-- START OF QUOTED PASSAGE --
Apollo 18 is a lazily made film, a film that projects itself to be yet the latest in the "found footage" sub-genre in the realm of the thriller/horror world. However, director Gonzalo Lopez-Gallego never comes close to selling the whole "found footage" concept and Apollo 18 is only disturbing in how completely and utterly lacking it is in terms of chills, thrills or, for that matter, anything remotely interesting.

The film centers around the mission of Apollo 18, a secret space mission that "until now" has remained undocumented for reasons equating to national security and relating to, of course, the idea of life forms on the moon. As a "found footage" film supposedly developed from hundreds of hours of discovered footage, Apollo 18 doesn't concern itself with such trivialities as plot, character development or anything resembling cohesiveness.

This can work, at least modestly, such as in the Paranormal Activity films or Blair Witch Project. It can also be a complete and utter disaster if the script (and, yes, there is a "script") doesn't create a reason for audience "buy in" and the director doesn't find a way to maintain a sense of suspense and emotional investment. While the success of the Paranormal Activity films and Blair Witch Project is arguable, love 'em or hate 'em they at least managed to build some suspense and some level of emotional resonance.

There's nothing in Apollo 18 to give a damn about and not much reason to stick around for the film's 90 minute running time.

The film kicks off with fundamental intros to our trio of key players who will man the ill-fated (No, that's not a spoiler!) space mission. After the mostly irrelevant intros, we're off to space where I'm sure everybody involved is just absolutely sure we're going to be thrilled and chilled and claustrophobic as all get out as our astronauts encounter a deeply held NASA secret.

The performances are nondescript here, and the film's obligatory out of this world life forms are, to put it quite simply, completely disappointing. I've seen more frightening creatures while watching Fraggle Rock. While the lunar atmosphere can certainly be creepy, nobody here seems to be able to figure out how to best utilize this inherent creepiness for full effect. It's as if there's an assumption that the set-up itself is creepy enough - it's not.

It seems as if most films set in space, Moon and 2001: A Space Odyssey immediately come to mind, have an almost reflective nature about them that capitalizes on both the awesomeness and the powerlessness of being in space. Rather than inspire awe or contemplation, Apollo 18 merely bores and plods along in what is easily one of the least exciting "thrillers" in quite some time.

Produced by Kazakh writer/director/producer Timur Bekmambetov (Wanted), is by far the weakest entry on one of Fall 2011's weakest weekends. I mean, really, it's a sad statement when you get outshined by a 3-D shark flick. Jose David Montero's camera work has a few captivating moments, while Andrew Neskoromny's production design certainly manages to capture a decent atmosphere. Overall, however, Apollo 18 isn't just a secret mission but a mission easily forgotten.
-- END OF QUOTED PASSAGE --
SHORT EXERCISE: Rewrite the Apollo 18 review from "The performances are" to "quite some time.", substituting "forgettable" for "nondescript". The material after this plays no part in the work.
-- START OF AVAILABLE DATA --
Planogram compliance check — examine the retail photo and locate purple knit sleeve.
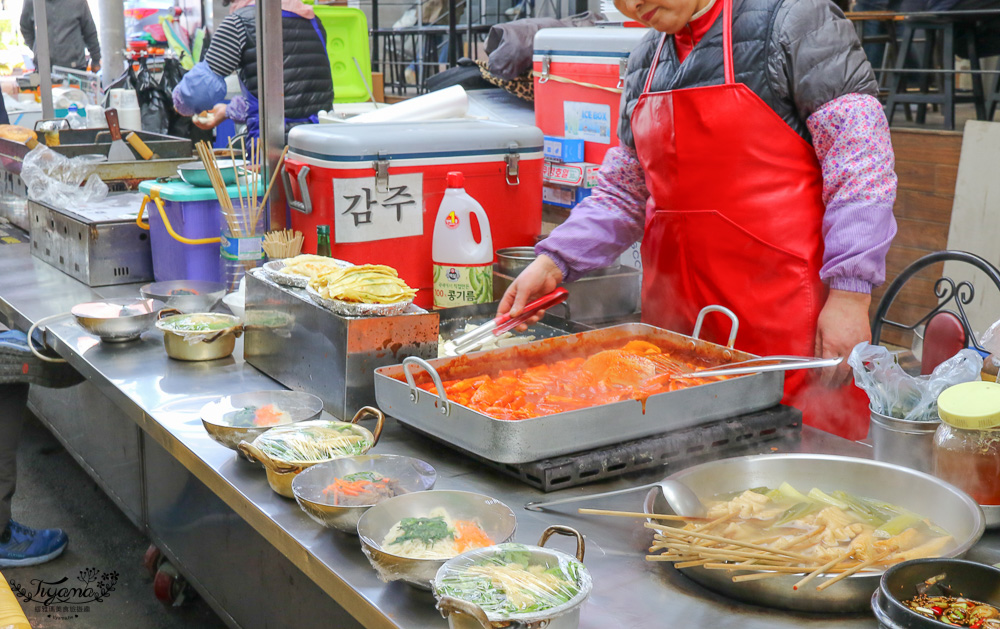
[535,146,649,281]
[806,94,896,293]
-- END OF AVAILABLE DATA --
EXPECTED OUTPUT:
The performances are forgettable here, and the film's obligatory out of this world life forms are, to put it quite simply, completely disappointing. I've seen more frightening creatures while watching Fraggle Rock. While the lunar atmosphere can certainly be creepy, nobody here seems to be able to figure out how to best utilize this inherent creepiness for full effect. It's as if there's an assumption that the set-up itself is creepy enough - it's not.

It seems as if most films set in space, Moon and 2001: A Space Odyssey immediately come to mind, have an almost reflective nature about them that capitalizes on both the awesomeness and the powerlessness of being in space. Rather than inspire awe or contemplation, Apollo 18 merely bores and plods along in what is easily one of the least exciting "thrillers" in quite some time.